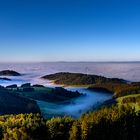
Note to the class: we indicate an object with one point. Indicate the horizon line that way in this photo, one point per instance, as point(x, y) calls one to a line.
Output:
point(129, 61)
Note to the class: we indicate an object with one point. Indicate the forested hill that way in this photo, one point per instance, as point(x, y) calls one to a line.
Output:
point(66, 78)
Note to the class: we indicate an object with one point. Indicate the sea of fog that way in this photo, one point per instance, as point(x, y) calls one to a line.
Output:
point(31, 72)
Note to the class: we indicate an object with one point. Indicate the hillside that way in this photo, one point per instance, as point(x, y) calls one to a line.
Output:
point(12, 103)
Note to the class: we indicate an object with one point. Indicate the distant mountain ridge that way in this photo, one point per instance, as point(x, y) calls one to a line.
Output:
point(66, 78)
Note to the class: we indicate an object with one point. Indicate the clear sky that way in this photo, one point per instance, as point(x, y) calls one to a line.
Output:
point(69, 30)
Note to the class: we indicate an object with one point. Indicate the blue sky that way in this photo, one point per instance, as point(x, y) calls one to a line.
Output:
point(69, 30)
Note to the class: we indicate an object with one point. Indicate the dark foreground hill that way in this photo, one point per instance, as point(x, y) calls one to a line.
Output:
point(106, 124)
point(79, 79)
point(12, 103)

################

> Work item
Set down the lines from the one with "Indicate the dark" through the end of the data above. Keep each exactly as written and add no other line.

> Completed task
Note to the class: we indicate an object with one point. Indicate the dark foreground hill that way in this photo, one point per instance, as point(x, y) calls one to a line.
Output:
point(106, 124)
point(79, 79)
point(12, 103)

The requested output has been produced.